» **ATTIVITÀ DA SVOLGERE**:
a. Nel brano sulla domanda di spiritualità, quale ente conduce la ricerca sui giovani che si sono allontanati dalla Chiesa o dalla fede?
b. Prosegui il brano sulla domanda di spiritualità a partire dalla sua ultima frase.

In un recente volume il teologo e filosofo ceco Thomas Halik scrive: «La sfida principale per il cristianesimo di oggi è il cambiamento di rotta dalla religione alla spiritualità. Mentre le forme istituzionali della religione tradizionale ricordano sotto molti aspetti l’alveo di un fiume quasi in secca, l’interesse per la spiritualità di ogni tipo sembra una piena in precipitosa crescita che sfonda i vecchi argini e scava nuovi percorsi » ( Pomeriggio del cristianesimo, Vita e Pensiero, Milano 2022, p. 191). Il risveglio della domanda di spiritualità sarebbe frutto di una trasformazione di un’esperienza religiosa che non risponde più alle esigenze delle persone di oggi. Le considerazioni che lo scrittore aggiunge, analizzando le manifestazioni di una nuova domanda di spiritualità, combaciano per molti aspetti con ciò che dicono i giovani intervistati nella ricerca in atto da parte dell’Osservatorio Giovani Toniolo su quanti si sono allontanati dalla Chiesa e/o anche dalla fede. La coincidenza di accenti e sensibilità è veramente sorprendente. Le affermazioni dei giovani sono dunque testimonianze molto utili per capire che cosa si sta muovendo nel mondo interiore delle persone del nostro tempo.

Dati di origine
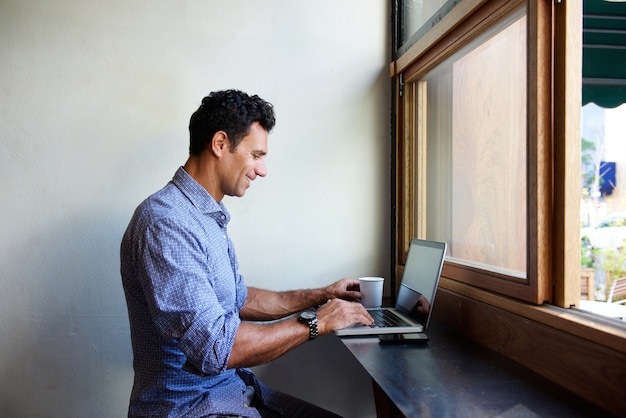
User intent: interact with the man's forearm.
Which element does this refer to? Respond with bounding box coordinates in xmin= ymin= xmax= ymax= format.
xmin=228 ymin=318 xmax=309 ymax=368
xmin=239 ymin=287 xmax=329 ymax=321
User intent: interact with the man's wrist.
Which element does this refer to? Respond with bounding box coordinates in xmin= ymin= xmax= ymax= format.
xmin=298 ymin=311 xmax=318 ymax=340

» **RISULTATI IN SEQUENZA**:
a. L'Osservatorio Giovani Toniolo.

b.
Spiritualità è...

Nella molteplicità delle immagini con cui i giovani rappresentano la loro idea di spiritualità, colpisce il duplice carattere di esse. Una serie ha un carattere dinamico: spiritualità è viaggio, salita, strada. Il viaggiare è vissuto come un’esperienza interiore: «Viaggiare... io penso che viaggiare potrebbe significare qualcosa di interiore nel senso... viaggiare dentro sé stessi per scoprirsi... quindi scoprire la felicità!». Un viaggio impegnativo, per vedere oltre e conoscere l’invisibile, alla ricerca di ciò che trascende la propria persona e la propria esperienza. Spiritualità come ricerca, dentro di sé, in cerca di sé stessi e del proprio io più profondo, dei propri desideri più riposti. La spiritualità, afferma una ragazza, «a me fa pensare a una ricerca tanto interiore quanto esteriore, nel senso di “sguardo introspettivo” per cercare di capire innanzi tutto me stessa e in secondo luogo anche il mondo che mi sta intorno; cercare di dare un senso all’universo forse è lo scopo ultimo dell’essere umano». È l’indice di un’inquietudine che rimanda oltre sé di continuo. Spiritualità è un infinito viaggio interiore.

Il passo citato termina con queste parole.